▶ **Your assignment**
Write out each record again exactly as it stands.

▶ **Stored data entries**
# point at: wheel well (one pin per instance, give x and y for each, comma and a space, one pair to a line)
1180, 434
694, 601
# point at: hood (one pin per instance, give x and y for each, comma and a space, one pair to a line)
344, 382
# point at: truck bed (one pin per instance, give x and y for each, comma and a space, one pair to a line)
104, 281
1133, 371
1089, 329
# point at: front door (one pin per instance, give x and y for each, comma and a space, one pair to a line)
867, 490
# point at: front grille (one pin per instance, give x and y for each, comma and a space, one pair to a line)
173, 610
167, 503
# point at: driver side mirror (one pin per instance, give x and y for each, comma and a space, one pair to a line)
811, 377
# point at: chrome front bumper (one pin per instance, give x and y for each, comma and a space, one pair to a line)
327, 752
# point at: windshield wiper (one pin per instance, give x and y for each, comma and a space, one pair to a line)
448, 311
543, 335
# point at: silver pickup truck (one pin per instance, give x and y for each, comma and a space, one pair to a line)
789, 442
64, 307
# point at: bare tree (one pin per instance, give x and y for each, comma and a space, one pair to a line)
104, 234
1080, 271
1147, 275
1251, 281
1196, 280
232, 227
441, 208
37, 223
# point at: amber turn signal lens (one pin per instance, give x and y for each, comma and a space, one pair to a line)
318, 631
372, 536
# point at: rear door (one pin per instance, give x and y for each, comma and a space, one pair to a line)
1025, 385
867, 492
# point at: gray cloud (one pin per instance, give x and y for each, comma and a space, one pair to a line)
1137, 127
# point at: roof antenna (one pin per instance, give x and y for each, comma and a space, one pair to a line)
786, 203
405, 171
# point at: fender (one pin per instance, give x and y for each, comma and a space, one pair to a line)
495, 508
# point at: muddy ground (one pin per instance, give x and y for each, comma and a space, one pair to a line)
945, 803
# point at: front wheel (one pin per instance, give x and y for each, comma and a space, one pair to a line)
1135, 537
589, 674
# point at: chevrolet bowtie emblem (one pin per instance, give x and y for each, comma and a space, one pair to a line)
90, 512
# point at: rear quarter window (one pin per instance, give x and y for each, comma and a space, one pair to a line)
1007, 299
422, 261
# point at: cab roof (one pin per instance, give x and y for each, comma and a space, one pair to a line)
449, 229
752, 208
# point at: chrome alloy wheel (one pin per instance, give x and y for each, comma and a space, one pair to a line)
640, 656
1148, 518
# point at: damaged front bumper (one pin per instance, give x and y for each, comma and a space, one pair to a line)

▶ **Result for this exercise**
# point at: wheel well (one pin per instance, give x and y for each, comma and a space, one pair to a line)
1180, 434
694, 601
# point at: hood (one pin per instance, give x and y for each, comma and a space, one pair to a line)
344, 382
# point at: truck bed (one pin per instance, give x and y for each, comma and a space, one pair to a line)
104, 281
1133, 371
1089, 329
# point at: front door (one pin per instance, give x and y for each, comma and a space, one pair to a line)
867, 490
# point at: front grille (one pin per instance, give x and y for each, comma and a space, one pair to a line)
173, 610
167, 503
# point at: driver side mirror (one pin per instance, give x and y for each, comma and a space, one pair to a line)
811, 377
# point at: chrome front bumper (one pin per instance, give x and y for each, comma and a space, one pair to a line)
327, 752
# point at: windshield wiper (one pin per instance, give x and y for each, comma and a space, one pair to a line)
448, 311
543, 335
# point at: silver pickup truck (one pin per instance, give x and y for each, comma and a space, one pair to a line)
789, 442
64, 307
# point at: bare tree (one pin per instance, give x and y for each, comma and a space, one pair to a line)
104, 234
1080, 271
1147, 275
1251, 281
1196, 280
232, 227
441, 208
37, 223
# point at: amber turn signal lens (one pin per instance, give x and y for each, comma and a space, one pair to a line)
318, 631
372, 536
# point at: rear door (one pin per instance, give x and y for each, comma and a space, one pair to a line)
1025, 385
867, 492
# point at: gray cloud (one pin per instance, give x and y for each, comma and a space, one pair to a line)
1137, 127
# point at: roof antenna (one pin per instance, give x and y for each, comma and a space, one pair to a line)
786, 203
405, 171
# point at: fender (one pin per instance, give x and y for each, comma and a space, one pair to a line)
495, 508
# point at: muddy ground (one pin per instance, give x and y for each, comma and a space, one pair to a line)
945, 803
# point at: front wheel (one pin per instance, give x and y for each, comma and a space, one pair to a line)
1135, 537
589, 674
# point at: chevrolet bowtie emblem (one pin per instance, give x and y for each, comma and a space, one pair to a line)
90, 512
# point at: rear quarter window (one pin per instance, give x and y for each, comma and a space, one pair to a line)
1007, 299
422, 261
# point at: cab roof (one pin per instance, give x and y for each, comma and a space, one pair to a line)
449, 229
752, 208
# point at: chrome alloy wheel (one pin per instance, give x and y for each, comma and a space, one pair to a line)
640, 656
1148, 518
# point at: damaged front bumper (one pin per instance, give x and y for each, comma and a space, one pair to a line)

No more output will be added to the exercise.